-- Start Passage to read --

The IL-MG possessed an aromatic ring and charged imidazole ring, so there were mainly three interactions (π–π, hydrophobic interaction, and electrostatic interaction) between triazine herbicides and IL-MG, which influenced the MDSPE process. In order to obtain optimum conditions for rapid isolation and extraction of triazine herbicides from the water sample, various parameters of MDSPE including the adsorbent amount, the adsorption and desorption time, and the kind and volume of elution solvent were investigated.

Firstly, the amounts of IL-MG ranging from 10.0 to 60.0 mg were evaluated. IL-MG was dispersed in 50.0 mL of mixed standard solution (atrazine, ametryn, and cyanazine) with a concentration of 100 ng mL−1. The supernatant solution was collected after vortexing (10 min) for HPLC analysis to detect the loss of the analytes. As shown in Fig. 5a, the loss rate of triazine herbicides was progressively decreased from 10.0 to 40.0 mg of the adsorbent and then remained almost constant with a further increase of the amount of IL-MG. Consequently, 40.0 mg of IL-MG was used as the optimum amount for MDSPE. The adsorption time was evaluated by changing the vortexing time (1 to 30 min). Fig. 5b shows that IL-MG has a large adsorption capacity, and extraction equilibrium was attained rapidly within 15 min, so 15 min was selected as the adsorption time for further work.

-- End Passage to read --

The exercise — Extend the text on optimizing triazine herbicide extraction with IL-MG, picking up after its final sentence. The data that comes next has no connection to the text on extracting triazine herbicides.

-- Start Dataset --

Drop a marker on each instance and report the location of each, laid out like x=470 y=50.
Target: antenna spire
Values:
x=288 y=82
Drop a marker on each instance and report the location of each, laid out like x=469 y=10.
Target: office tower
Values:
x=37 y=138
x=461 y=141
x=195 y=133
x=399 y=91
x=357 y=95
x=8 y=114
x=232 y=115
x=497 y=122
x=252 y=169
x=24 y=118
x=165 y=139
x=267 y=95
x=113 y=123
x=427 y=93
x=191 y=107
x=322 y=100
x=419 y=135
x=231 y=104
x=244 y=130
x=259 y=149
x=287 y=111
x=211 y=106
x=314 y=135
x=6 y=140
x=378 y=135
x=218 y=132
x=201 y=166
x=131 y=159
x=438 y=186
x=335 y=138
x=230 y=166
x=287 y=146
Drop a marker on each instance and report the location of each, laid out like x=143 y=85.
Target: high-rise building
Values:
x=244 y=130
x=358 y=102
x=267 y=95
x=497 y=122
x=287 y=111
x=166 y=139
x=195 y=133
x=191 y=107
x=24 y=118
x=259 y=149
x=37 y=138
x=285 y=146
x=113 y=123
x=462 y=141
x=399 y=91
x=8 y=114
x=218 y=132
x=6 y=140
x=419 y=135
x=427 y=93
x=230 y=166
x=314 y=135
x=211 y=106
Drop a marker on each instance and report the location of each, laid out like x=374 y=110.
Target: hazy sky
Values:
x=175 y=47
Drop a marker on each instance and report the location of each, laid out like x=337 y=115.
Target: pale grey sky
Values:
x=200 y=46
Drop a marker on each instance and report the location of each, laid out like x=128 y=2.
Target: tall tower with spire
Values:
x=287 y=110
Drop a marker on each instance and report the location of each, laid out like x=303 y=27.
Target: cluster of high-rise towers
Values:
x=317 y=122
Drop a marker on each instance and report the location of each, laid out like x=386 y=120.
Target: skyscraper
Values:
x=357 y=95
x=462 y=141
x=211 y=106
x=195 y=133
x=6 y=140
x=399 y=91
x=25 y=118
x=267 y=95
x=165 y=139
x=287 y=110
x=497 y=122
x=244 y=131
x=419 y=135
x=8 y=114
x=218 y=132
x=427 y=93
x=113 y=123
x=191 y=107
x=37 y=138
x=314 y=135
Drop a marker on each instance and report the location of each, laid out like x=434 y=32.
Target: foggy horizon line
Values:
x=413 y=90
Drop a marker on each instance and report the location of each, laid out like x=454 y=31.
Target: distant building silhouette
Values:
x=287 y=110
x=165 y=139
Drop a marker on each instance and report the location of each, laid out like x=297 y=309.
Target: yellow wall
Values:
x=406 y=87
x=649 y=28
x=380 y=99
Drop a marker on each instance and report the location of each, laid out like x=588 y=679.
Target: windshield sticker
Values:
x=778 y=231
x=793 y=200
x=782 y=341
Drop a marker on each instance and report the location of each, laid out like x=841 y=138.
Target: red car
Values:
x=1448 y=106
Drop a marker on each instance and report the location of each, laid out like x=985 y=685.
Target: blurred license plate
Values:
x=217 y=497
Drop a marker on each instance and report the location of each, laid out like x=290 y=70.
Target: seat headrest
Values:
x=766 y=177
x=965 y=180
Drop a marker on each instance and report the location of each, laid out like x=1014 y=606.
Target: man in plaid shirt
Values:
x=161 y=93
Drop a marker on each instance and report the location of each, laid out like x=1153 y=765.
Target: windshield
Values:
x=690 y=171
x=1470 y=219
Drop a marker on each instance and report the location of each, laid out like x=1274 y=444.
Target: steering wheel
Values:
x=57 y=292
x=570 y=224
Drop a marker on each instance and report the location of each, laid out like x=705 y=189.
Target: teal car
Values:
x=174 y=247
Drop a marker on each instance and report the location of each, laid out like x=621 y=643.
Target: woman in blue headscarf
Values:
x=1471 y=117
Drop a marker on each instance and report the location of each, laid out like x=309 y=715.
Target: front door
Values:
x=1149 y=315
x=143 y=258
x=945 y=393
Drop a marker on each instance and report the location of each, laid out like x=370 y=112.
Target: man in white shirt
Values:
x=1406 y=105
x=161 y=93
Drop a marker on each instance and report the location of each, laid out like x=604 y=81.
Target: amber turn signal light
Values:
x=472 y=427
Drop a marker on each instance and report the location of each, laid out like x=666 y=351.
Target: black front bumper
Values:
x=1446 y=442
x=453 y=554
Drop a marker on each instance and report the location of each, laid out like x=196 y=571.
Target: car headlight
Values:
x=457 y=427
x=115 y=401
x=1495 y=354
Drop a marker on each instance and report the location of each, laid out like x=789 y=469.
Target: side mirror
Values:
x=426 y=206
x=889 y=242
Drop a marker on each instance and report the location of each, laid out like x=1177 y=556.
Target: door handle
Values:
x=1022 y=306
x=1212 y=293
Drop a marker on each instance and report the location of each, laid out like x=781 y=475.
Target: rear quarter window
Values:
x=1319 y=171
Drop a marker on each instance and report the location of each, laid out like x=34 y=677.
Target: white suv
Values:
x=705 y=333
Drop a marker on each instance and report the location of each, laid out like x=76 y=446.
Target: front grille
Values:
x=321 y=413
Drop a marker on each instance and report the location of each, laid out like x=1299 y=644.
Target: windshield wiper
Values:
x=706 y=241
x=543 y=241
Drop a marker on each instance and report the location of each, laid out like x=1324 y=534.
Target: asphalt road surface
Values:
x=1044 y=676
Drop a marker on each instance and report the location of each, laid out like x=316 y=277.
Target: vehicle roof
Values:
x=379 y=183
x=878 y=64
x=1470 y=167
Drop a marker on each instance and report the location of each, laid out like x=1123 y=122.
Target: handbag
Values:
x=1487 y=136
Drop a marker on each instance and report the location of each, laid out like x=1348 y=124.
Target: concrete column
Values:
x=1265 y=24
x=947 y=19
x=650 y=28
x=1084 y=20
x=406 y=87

-- End Dataset --

The output —
image file: c7an01290j-f5.tif
Fig. 5 Optimization of MDSPE conditions: a: adsorbent amount; b: adsorption time; c: kinds and volume of elution solvents; d: desorption time.

A suitable elution solvent should be utilized to elute the analytes from IL-MG and four types of elution solvents were evaluated by performing MDSPE, including methanol, acetonitrile, acetone, and chloroform. As shown in Fig. 5c, acetone can obtain the highest recovery for all three triazine herbicides. And the recoveries of the three triazine herbicides increased until the volume of acetone reached 6.0 mL and then remained unchanged. Hence, the optimal elution solvent was 6.0 mL of acetone. The effect of the desorption time on the recoveries of triazine herbicides was evaluated by changing the elution time (1 to 20 min). Fig. 5d shows that desorption equilibrium was attained rapidly within 5 min, so 5 min was selected as the desorption time for further work.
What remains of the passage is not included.